--- AVAILABLE DATA Enclosed Below ---

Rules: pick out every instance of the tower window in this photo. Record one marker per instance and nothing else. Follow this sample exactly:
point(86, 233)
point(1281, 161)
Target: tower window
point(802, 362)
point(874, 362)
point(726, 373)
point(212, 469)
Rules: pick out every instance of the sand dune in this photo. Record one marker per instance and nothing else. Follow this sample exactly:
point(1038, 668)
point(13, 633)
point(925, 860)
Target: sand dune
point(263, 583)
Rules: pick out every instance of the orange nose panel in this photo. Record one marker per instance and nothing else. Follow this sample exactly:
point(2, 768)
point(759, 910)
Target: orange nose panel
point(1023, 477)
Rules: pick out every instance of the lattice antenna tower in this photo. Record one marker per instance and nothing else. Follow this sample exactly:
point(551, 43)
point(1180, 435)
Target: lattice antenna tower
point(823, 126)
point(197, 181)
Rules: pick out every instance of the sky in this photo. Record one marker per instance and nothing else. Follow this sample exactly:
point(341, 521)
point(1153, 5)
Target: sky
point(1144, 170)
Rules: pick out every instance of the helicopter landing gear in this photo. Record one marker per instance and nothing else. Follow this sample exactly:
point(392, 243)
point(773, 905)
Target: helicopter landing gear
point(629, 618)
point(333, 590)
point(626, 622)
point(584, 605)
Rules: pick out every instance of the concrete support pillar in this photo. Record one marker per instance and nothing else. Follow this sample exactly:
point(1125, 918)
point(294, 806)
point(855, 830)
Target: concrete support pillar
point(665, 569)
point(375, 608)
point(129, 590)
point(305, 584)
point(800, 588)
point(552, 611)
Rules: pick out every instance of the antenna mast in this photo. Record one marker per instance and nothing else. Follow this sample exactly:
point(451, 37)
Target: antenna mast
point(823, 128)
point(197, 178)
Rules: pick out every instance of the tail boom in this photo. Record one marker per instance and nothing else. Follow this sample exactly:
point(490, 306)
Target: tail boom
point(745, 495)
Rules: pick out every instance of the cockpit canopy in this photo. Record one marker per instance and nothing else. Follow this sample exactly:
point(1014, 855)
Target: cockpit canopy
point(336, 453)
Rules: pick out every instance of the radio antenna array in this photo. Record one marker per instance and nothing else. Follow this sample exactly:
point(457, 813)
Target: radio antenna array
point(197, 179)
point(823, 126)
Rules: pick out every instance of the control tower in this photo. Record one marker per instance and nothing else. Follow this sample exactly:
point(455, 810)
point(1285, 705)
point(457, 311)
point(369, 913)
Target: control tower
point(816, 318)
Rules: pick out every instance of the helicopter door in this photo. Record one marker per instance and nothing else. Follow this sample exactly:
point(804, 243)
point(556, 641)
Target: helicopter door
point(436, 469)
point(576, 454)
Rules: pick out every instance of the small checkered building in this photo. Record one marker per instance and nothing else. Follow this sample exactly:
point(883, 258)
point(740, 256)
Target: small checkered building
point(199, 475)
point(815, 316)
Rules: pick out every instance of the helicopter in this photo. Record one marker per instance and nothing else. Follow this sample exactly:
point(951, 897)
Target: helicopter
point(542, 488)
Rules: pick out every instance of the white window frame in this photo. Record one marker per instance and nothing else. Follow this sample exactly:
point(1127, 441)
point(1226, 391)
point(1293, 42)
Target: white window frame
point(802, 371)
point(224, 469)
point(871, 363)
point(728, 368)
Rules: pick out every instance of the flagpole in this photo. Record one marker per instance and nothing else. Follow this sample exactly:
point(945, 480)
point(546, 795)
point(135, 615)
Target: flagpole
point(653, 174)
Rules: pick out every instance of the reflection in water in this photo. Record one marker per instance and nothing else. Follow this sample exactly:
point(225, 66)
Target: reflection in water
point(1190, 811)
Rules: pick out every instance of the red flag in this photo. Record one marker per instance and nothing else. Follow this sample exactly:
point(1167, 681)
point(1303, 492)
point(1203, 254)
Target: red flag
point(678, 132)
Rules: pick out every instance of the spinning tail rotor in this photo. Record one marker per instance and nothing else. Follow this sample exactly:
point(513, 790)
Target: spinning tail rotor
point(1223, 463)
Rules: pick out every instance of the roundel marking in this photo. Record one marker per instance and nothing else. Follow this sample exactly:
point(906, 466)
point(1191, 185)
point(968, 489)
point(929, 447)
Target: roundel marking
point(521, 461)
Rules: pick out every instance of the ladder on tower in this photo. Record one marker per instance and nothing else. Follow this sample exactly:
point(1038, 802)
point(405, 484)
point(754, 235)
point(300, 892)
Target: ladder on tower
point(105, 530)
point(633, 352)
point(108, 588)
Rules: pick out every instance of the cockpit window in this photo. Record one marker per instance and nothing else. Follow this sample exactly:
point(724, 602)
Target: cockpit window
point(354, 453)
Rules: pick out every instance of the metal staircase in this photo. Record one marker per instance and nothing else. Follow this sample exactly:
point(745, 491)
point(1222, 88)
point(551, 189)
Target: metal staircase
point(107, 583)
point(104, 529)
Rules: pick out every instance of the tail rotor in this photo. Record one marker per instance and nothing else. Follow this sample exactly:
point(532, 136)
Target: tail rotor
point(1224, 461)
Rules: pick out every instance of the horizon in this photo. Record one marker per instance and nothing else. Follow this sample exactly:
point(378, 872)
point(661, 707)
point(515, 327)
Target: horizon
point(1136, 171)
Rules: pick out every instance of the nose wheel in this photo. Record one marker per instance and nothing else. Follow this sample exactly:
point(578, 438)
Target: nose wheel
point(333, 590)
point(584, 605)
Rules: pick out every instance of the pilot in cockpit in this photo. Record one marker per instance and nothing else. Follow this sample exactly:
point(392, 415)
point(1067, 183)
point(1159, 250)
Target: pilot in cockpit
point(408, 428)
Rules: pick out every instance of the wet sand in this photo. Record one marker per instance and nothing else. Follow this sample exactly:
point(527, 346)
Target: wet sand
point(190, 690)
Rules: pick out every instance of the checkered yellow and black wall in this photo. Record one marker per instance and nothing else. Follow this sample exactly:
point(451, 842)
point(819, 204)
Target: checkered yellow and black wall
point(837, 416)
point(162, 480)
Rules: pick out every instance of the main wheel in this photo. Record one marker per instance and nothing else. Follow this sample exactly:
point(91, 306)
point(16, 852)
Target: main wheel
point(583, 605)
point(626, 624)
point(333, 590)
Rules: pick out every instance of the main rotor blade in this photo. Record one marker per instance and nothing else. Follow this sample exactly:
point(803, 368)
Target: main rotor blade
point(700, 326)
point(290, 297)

--- End of Enclosed AVAILABLE DATA ---
--- AVAILABLE DATA Enclosed Below ---

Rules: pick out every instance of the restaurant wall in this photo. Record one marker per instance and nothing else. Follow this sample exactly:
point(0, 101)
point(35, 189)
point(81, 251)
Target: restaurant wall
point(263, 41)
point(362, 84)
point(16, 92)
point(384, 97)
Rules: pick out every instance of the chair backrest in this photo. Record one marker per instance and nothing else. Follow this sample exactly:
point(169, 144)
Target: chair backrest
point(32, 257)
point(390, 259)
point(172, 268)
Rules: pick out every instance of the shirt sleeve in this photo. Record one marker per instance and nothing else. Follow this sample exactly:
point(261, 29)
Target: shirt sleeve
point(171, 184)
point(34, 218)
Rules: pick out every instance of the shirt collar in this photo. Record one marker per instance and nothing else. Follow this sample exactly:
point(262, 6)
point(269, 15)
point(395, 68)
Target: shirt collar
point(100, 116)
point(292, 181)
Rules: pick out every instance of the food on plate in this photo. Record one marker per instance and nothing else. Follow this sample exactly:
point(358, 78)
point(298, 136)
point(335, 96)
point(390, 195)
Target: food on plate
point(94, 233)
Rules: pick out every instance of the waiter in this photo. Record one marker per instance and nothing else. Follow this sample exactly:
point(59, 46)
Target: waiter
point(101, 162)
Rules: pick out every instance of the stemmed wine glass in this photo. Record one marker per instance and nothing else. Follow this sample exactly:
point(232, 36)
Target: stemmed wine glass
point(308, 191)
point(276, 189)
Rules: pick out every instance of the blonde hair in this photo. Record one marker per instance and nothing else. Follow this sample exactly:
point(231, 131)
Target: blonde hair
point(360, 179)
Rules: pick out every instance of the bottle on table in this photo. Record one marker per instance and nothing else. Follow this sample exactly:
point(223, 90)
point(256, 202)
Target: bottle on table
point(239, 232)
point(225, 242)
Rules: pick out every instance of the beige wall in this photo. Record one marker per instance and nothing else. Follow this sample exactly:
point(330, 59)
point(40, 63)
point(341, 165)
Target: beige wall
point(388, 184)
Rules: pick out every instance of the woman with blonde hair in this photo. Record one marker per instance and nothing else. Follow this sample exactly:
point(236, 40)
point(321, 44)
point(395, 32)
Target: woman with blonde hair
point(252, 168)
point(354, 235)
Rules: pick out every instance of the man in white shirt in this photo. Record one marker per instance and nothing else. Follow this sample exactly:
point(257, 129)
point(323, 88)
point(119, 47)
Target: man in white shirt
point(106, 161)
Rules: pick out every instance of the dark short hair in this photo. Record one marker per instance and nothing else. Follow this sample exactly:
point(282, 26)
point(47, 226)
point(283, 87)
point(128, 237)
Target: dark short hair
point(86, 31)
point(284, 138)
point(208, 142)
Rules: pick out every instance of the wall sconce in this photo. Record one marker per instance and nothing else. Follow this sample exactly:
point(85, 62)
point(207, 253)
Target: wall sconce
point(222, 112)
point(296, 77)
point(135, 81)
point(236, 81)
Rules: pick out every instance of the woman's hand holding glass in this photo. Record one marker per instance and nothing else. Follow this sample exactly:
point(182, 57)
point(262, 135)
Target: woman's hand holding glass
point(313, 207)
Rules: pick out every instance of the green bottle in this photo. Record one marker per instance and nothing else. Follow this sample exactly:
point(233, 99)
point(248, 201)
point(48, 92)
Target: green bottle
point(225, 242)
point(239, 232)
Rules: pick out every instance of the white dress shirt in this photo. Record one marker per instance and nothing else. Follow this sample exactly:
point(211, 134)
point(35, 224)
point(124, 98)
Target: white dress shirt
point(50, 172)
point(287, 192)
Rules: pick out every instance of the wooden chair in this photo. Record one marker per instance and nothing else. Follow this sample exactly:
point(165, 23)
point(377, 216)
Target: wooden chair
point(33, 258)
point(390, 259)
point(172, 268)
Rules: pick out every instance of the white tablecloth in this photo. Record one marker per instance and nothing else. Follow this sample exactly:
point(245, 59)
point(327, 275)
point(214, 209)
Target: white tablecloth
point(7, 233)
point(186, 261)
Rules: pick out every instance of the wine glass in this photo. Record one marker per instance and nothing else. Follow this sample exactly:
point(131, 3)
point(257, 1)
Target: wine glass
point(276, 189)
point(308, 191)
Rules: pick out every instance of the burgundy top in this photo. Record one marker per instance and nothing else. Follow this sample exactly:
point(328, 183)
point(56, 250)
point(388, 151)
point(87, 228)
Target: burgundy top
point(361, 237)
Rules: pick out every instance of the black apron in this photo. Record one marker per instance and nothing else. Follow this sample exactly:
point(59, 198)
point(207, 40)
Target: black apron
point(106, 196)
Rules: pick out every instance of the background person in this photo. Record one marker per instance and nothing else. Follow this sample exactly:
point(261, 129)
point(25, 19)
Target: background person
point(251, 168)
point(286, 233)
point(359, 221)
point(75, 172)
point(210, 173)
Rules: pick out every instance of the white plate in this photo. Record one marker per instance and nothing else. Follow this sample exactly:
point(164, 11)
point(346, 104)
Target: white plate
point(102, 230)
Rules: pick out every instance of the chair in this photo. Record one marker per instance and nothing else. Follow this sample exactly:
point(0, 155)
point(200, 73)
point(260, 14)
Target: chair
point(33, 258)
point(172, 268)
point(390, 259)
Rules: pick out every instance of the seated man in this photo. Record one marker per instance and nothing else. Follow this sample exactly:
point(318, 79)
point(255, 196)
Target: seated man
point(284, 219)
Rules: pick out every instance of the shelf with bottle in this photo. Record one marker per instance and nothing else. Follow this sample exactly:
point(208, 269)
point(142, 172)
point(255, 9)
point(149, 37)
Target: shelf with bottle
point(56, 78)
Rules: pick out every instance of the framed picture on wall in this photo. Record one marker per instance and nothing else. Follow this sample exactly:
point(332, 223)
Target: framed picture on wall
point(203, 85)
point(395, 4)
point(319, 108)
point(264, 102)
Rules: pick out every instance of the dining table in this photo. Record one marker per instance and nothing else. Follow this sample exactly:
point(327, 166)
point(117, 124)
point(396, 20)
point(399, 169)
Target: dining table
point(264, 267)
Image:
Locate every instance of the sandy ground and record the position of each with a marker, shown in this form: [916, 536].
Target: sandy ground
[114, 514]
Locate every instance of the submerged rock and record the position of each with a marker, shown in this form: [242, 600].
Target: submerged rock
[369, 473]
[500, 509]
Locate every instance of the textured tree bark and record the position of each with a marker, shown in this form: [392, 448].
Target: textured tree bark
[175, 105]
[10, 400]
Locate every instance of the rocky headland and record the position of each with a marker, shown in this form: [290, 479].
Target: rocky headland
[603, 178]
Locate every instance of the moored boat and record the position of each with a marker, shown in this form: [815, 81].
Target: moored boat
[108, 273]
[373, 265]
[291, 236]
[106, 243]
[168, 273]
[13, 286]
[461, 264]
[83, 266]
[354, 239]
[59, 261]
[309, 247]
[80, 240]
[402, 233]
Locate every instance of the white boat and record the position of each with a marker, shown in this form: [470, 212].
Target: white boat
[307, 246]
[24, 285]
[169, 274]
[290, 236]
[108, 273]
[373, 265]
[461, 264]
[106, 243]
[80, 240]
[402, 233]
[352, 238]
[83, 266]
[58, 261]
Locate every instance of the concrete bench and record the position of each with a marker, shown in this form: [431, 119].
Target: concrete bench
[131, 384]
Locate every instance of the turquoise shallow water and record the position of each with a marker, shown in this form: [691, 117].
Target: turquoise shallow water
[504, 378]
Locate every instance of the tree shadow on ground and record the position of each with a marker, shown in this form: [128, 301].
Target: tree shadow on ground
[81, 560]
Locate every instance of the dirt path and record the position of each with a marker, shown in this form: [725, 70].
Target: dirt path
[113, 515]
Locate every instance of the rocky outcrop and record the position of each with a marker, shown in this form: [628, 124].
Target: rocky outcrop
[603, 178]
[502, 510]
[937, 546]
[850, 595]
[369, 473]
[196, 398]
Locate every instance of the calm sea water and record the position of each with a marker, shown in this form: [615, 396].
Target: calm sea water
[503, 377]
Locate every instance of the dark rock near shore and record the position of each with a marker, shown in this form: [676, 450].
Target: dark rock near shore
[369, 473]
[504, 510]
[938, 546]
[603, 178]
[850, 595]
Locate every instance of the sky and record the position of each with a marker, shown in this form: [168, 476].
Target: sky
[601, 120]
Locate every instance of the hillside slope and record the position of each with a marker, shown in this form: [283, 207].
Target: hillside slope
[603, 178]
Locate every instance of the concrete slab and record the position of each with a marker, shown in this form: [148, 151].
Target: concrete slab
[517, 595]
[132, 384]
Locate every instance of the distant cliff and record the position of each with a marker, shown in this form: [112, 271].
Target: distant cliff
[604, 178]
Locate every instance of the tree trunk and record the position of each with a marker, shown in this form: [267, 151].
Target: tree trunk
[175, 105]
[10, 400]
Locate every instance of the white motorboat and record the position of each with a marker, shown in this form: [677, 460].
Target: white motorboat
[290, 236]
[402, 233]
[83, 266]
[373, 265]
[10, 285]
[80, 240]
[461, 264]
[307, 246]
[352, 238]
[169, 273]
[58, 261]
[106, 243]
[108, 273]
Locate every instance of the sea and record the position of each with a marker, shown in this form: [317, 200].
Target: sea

--- End of Enclosed AVAILABLE DATA ---

◆ TASK TO COMPLETE
Please reproduce the lines from the line with "point(578, 438)" to the line with "point(1159, 250)", both ends included, exactly as they appear above.

◆ OUTPUT OF THE TASK
point(578, 438)
Target: nose wheel
point(333, 590)
point(584, 605)
Rules: pick out every instance of the pilot in cockpit in this photo. Record one marker per instance and nothing else. Follow this sample exactly:
point(392, 415)
point(1067, 183)
point(1159, 250)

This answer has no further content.